= MATERIAL DO EXERCÍCIO =

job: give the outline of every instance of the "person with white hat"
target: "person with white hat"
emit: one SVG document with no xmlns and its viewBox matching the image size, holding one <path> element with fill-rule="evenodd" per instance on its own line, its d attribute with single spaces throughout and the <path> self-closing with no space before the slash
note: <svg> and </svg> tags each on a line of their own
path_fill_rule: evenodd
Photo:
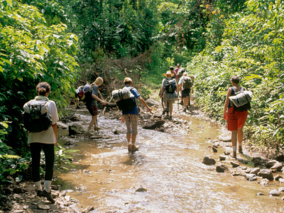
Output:
<svg viewBox="0 0 284 213">
<path fill-rule="evenodd" d="M 164 117 L 166 119 L 173 119 L 173 104 L 175 102 L 175 99 L 169 99 L 168 94 L 175 94 L 178 90 L 177 82 L 175 79 L 173 79 L 172 76 L 174 73 L 170 71 L 168 71 L 166 73 L 163 74 L 166 77 L 162 82 L 162 87 L 160 90 L 160 97 L 163 97 L 163 100 L 166 104 L 166 113 L 167 115 Z"/>
</svg>

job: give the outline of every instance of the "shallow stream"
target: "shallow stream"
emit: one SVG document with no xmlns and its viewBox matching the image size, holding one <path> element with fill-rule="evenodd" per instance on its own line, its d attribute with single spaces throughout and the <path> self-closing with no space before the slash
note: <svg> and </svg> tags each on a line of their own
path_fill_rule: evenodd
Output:
<svg viewBox="0 0 284 213">
<path fill-rule="evenodd" d="M 87 126 L 88 112 L 77 113 Z M 78 207 L 93 207 L 93 212 L 280 212 L 284 201 L 267 195 L 280 184 L 261 186 L 202 164 L 204 155 L 219 162 L 222 150 L 214 153 L 207 142 L 218 138 L 219 127 L 192 116 L 182 119 L 190 124 L 185 131 L 138 126 L 141 148 L 134 153 L 127 151 L 126 125 L 121 120 L 99 116 L 102 129 L 95 136 L 102 138 L 72 138 L 67 130 L 60 130 L 59 142 L 72 141 L 77 145 L 72 148 L 80 151 L 75 168 L 56 174 L 63 189 L 72 190 L 68 195 L 80 201 Z M 115 130 L 120 133 L 114 134 Z M 136 192 L 141 187 L 146 191 Z"/>
</svg>

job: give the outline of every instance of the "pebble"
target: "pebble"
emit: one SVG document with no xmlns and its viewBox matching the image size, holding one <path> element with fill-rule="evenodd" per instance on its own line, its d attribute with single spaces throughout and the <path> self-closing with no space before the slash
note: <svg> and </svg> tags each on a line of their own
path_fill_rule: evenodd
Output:
<svg viewBox="0 0 284 213">
<path fill-rule="evenodd" d="M 39 209 L 43 209 L 43 210 L 49 210 L 50 209 L 50 207 L 48 205 L 43 205 L 43 204 L 38 204 L 38 208 Z"/>
<path fill-rule="evenodd" d="M 280 192 L 278 192 L 278 190 L 272 190 L 269 194 L 269 195 L 272 195 L 272 196 L 279 196 L 280 195 Z"/>
</svg>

= TAREFA PEDIDA =
Por favor, reúna e copie todas as linhas dos registros que contêm a palavra "outline". Diferencie maiúsculas de minúsculas.

= RESPOSTA COMPLETA =
job: give the outline of every instance of the "person with white hat"
job: give the outline of every instance of the "shallow stream"
job: give the outline of every instance of the "pebble"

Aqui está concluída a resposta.